### [Document segment]
|---|
Year: 2020

WDTX 11th Supplemental Order on Court Operations During COVID

Yesterday marks the entry of the 11th supplemental order from Chief Judge Garcia regarding Court operations in WDTX during the pandemic. The evolution of the Court’s orders regarding COVID can all be accessed HERE.

The 11th Order is substantially similar to last month’s order and essentially extends the status quo through January 31, 2021. As a general rule, all jury trials scheduled to begin through January 31, 2021 are continued. Bench trials may proceed if they can be conducted with appropriate safety precautions.

The Order also affirms divisional discretion to proceed with jury trials. If the judges in a specific division within the Western District determine that jury trials may be safely conducted, then the most senior district judge within the division may enter an order resuming jury trials based on the unique circumstances within that division.

Judge Albright has previously exercised this discretion and entered two Divisional Standing Orders (August Order and September Order) finding that jury trials could be safely conducted in the Waco Division. Since September he has held three jury trials. His fourth jury trial, and second patent jury trial, is currently scheduled for January 11, 2021.

Intel Files Petition for Writ of Mandamus

Today Intel Corporation filed a petition for writ of mandamus in the Federal Circuit following Judge Albright’s November 20th ruling retransfering a patent infringement suit (VLSI Technology LLC v. Intel Corp., No. 6:19-cv-00254) from Austin back to Waco for a January trial setting. 

Venue Transfer History:

While this case was originally filed in the Waco Division in April 2019, Judge Albright granted Intel’s motion to transfer venue to Austin in October 2019 and retained the case on his docket (after denying Intel’s motion to transfer venue to Delaware).  The case proceeded in the Austin Division until November 20, 2020 when the Court issued a ruling transferring the case back to Waco for a January 11 jury trial setting.  Due to COVID, the the Austin Federal Courthouse is not currently conducting jury trials and there is no definitive date for jury trials to resume. However, Judge Albright has conducted three jury trials in the Waco Division since September.  As such, due to the conditions created by the pandemic, he issued a ruling retransferring the case back to Waco for the purpose of holding a jury trial in January.
|---|
### [What to work on]
Retype the stretch of the WDTX court operations text from "WDTX 11th Supplemental" through "all be accessed HERE.", preserving every word and punctuation mark.

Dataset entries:
|---|
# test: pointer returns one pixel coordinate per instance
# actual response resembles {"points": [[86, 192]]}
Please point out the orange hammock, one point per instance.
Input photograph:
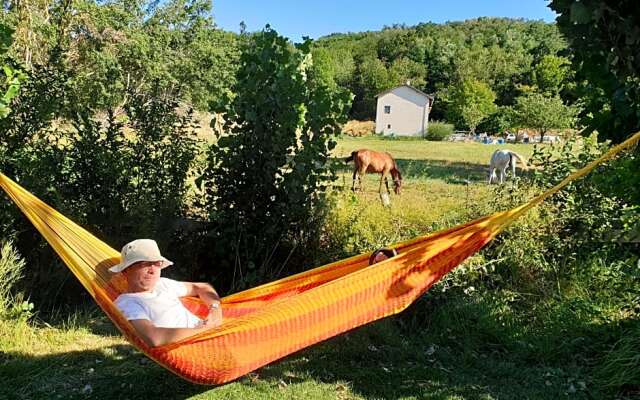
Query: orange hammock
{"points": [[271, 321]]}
|---|
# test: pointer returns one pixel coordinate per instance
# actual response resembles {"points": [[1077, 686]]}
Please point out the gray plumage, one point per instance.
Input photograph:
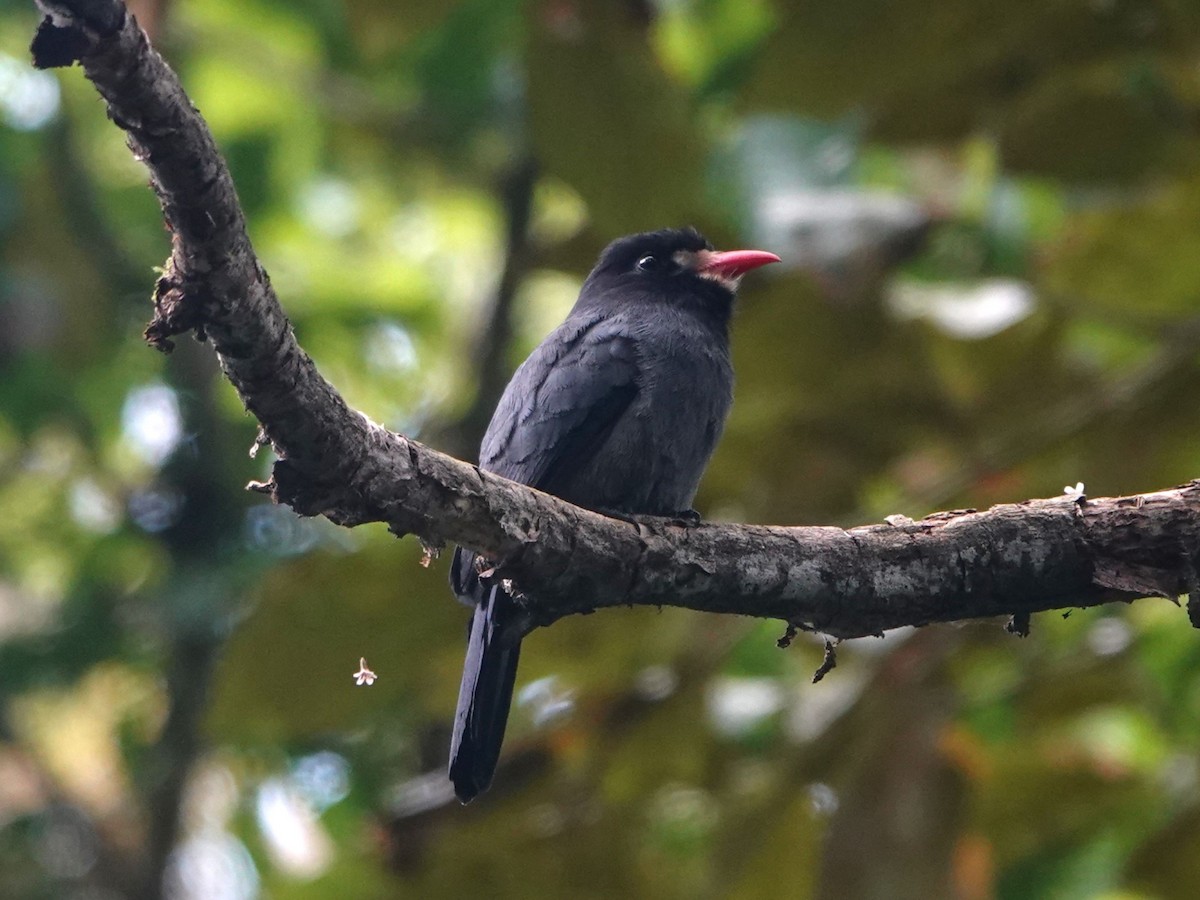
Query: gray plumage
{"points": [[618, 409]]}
|---|
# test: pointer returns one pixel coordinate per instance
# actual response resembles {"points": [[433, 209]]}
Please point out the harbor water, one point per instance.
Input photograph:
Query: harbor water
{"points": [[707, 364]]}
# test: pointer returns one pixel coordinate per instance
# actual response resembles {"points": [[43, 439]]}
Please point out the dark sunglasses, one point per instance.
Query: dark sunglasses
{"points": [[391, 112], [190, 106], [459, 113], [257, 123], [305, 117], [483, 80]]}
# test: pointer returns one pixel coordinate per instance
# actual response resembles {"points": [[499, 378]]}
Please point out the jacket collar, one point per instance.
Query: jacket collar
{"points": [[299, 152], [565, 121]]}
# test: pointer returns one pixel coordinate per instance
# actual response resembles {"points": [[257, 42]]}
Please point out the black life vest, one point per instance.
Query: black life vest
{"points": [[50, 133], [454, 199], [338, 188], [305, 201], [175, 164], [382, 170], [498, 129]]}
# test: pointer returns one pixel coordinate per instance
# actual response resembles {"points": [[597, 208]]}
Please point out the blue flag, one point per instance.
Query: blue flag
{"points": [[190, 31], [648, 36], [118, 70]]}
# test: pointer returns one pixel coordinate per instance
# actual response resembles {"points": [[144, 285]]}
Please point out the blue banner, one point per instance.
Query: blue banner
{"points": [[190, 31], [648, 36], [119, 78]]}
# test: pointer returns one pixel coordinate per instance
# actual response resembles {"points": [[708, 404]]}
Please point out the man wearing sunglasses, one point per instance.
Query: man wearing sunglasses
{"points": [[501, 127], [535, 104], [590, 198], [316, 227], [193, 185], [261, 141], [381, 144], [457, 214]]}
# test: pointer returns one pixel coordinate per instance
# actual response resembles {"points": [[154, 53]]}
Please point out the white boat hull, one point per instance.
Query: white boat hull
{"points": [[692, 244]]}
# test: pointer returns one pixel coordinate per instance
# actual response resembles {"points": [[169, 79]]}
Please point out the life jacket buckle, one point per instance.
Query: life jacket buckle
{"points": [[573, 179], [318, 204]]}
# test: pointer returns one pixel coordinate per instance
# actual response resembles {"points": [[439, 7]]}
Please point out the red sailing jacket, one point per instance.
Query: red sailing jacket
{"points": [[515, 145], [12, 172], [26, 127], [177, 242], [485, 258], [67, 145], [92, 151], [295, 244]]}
|---|
### [Exercise solution]
WDTX 11th Supplemental Order on Court Operations During COVID

Yesterday marks the entry of the 11th supplemental order from Chief Judge Garcia regarding Court operations in WDTX during the pandemic. The evolution of the Court’s orders regarding COVID can all be accessed HERE.